### [REQUIREMENT]
Omit the images, then print each record below exactly as it reads.

### [GIVEN DATA]
■ ■ ■ ■ ■ ■ ■

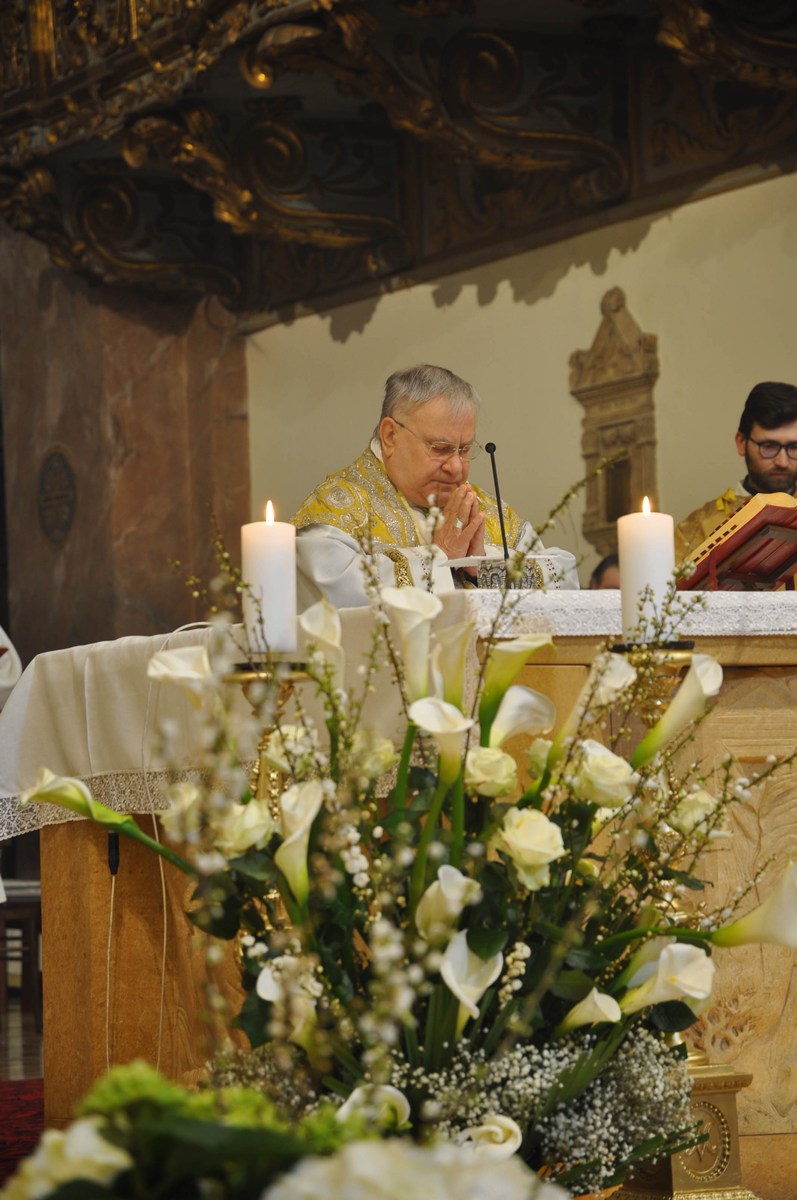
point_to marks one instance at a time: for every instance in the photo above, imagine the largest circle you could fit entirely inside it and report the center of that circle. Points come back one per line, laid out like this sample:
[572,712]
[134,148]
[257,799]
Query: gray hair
[408,389]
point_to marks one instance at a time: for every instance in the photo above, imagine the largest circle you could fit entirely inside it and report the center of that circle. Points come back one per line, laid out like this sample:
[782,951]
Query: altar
[123,973]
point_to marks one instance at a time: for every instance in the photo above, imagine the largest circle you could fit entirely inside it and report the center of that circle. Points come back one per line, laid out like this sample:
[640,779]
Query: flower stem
[400,790]
[418,879]
[130,829]
[457,821]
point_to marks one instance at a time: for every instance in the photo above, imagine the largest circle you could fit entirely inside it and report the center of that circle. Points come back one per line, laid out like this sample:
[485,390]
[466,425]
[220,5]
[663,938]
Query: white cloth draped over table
[10,673]
[10,666]
[330,563]
[90,712]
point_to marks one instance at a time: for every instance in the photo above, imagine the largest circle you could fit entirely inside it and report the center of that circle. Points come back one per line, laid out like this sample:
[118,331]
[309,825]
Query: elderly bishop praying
[408,505]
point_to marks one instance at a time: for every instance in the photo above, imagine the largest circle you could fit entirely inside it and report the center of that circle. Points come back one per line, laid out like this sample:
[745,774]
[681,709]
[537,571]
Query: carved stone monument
[613,381]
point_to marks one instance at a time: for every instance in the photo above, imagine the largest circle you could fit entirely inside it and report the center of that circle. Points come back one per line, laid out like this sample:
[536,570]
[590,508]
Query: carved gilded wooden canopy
[283,151]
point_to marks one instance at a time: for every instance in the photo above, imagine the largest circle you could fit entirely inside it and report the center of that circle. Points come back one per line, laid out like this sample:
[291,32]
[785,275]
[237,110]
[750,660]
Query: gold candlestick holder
[268,687]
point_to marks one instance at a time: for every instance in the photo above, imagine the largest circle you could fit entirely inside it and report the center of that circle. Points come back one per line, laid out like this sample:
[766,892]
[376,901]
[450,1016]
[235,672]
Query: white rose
[438,909]
[379,1104]
[372,754]
[695,810]
[241,827]
[532,841]
[395,1169]
[538,755]
[601,777]
[496,1138]
[78,1152]
[490,771]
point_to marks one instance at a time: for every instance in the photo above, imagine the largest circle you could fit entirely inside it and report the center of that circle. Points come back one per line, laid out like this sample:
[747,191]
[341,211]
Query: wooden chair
[22,912]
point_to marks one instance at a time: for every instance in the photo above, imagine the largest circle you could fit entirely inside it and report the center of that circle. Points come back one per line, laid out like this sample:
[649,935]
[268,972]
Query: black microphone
[491,450]
[113,852]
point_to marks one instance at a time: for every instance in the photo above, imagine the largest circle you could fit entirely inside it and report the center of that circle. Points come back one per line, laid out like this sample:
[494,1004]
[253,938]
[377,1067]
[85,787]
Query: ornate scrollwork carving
[277,149]
[263,181]
[754,45]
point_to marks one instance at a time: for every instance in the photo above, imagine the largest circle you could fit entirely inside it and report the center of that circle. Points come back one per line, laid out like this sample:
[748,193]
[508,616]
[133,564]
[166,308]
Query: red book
[755,550]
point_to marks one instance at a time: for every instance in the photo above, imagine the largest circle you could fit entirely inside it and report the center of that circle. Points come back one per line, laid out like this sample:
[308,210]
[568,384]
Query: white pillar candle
[269,568]
[647,559]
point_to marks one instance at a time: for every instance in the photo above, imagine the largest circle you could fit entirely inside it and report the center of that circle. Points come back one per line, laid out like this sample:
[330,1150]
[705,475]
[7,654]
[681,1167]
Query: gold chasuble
[361,502]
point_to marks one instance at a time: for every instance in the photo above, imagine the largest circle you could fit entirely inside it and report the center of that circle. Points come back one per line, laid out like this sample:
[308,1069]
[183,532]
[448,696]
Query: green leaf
[587,958]
[256,864]
[486,942]
[671,1017]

■ ■ ■ ■ ■ ■ ■

### [TASK SOLUTION]
point_to marks one instance at a time: for every instance in the photo above, imagine the largest circle you could fit entirely inside it and report the center of that circle. Points come back one per line, laid out like this sample:
[572,712]
[134,148]
[257,799]
Query: gray hair
[408,389]
point_to marks one instance at a time: for every instance in the photo above, imagine the largest circle you could fit entirely inside it and report the center of that circle. Points come back one per line, laid out like this sample:
[782,951]
Query: altar
[123,973]
point_to marks one instance at a time: for every instance in the photo above, imagine the largest circle you could fit entirely inside it and report the center of that circle. Points come back one per line, laid out like this sample:
[640,779]
Query: flower stem
[400,790]
[418,879]
[130,829]
[457,821]
point_to marks one instance at a time: for every instance in the photo above, imagine the largest circle you could fit entirely inside it and report the center of that circle. Points come back one per line, laid out like this sample:
[485,390]
[466,425]
[220,5]
[663,938]
Query: white cloth draped over table
[10,673]
[10,666]
[330,563]
[90,712]
point_to marks one instance at a time: for every instance in the photo above, imagine the largest circle you could fit entirely inside it and report the center of that circle. Points come back one per line, laid out like this sample:
[118,331]
[309,825]
Query: elderly bishop praying
[408,505]
point_to marks one instance at a time: for every instance in the photo above, imagine the largest circle you could fit entirely inside it and report the center of that circle. Points come back one per line, laid out like this sample:
[745,774]
[681,709]
[537,571]
Query: carved stone monument
[613,381]
point_to marks one instance at a time: for every instance in the photo above, imagine the largest circle you could fit entirely inside it and report the center of that circle. Points come back one per line, laid out like this sample:
[536,570]
[590,508]
Query: carved gilded wooden canopy
[283,151]
point_to marks one instance at a time: for every instance in the photo above, imagine the largest circle you could fit entirely inside it and report the center of that circle. Points come back one per line, laid out like this sample:
[291,32]
[785,275]
[237,110]
[750,660]
Query: gold candlestick holder
[268,687]
point_to marks one instance at a time: for every instance in the photo above, imagine the largest circle you could fit entirely inside it and report the center of that circle. Points come back one per line, laid out like this sample:
[766,892]
[376,901]
[450,1016]
[235,672]
Query: white rose
[438,909]
[379,1104]
[372,754]
[695,810]
[241,827]
[532,841]
[395,1169]
[538,755]
[601,777]
[496,1138]
[78,1152]
[490,771]
point_to marks one instance at a time: for every instance in the photo above, imagine the largest circle you could fit entirely inside it and report the center of that circle. Points come back one per line, laid out like this sample:
[747,191]
[341,211]
Query: wooden chair
[22,912]
point_to marks one instance at a time: for every instance in the photo above, imagine the largest circle you could fit entirely inside it and report the center of that circle. Points come back one per line, laid out like this sample:
[649,935]
[268,972]
Query: black microphone
[491,450]
[113,852]
point_to marks one instance at a time: for every instance in the photo above, imagine the largest circle you could fit entirely inside it and report the center of that circle. Points come back one per line, laid out like this sample:
[494,1004]
[253,938]
[377,1067]
[85,787]
Query: ornate scrollwork carving
[277,149]
[263,181]
[754,45]
point_to marks one instance at a time: for every instance in the photo above, imagine the largest circle you could fit entirely inside it and report the center of that circle. Points come back one per line, laid out like this sample:
[748,193]
[508,616]
[133,564]
[166,308]
Query: red book
[755,550]
point_to marks one instance at a time: for every instance in the photo above, imagine the largest circle you could fit entirely inside it and report the center of that circle. Points come back one per line, laid out like this sample:
[308,210]
[568,384]
Query: white pillar candle
[269,568]
[647,559]
point_to marks one instance at a time: for every instance in the photo above, imagine the largest circle you could fit entirely inside it and report the center of that circle. Points come back one per line, laid out like this sample:
[330,1150]
[705,475]
[7,654]
[681,1167]
Query: gold chasuble
[361,502]
point_to marks one instance at a time: for every instance in the photo above, imagine the largest circle you could fit entirely inside it and report the center of that circle. Points come back one per line, laid out like this sample:
[308,1069]
[183,532]
[448,696]
Query: green leaf
[587,958]
[256,864]
[486,942]
[671,1017]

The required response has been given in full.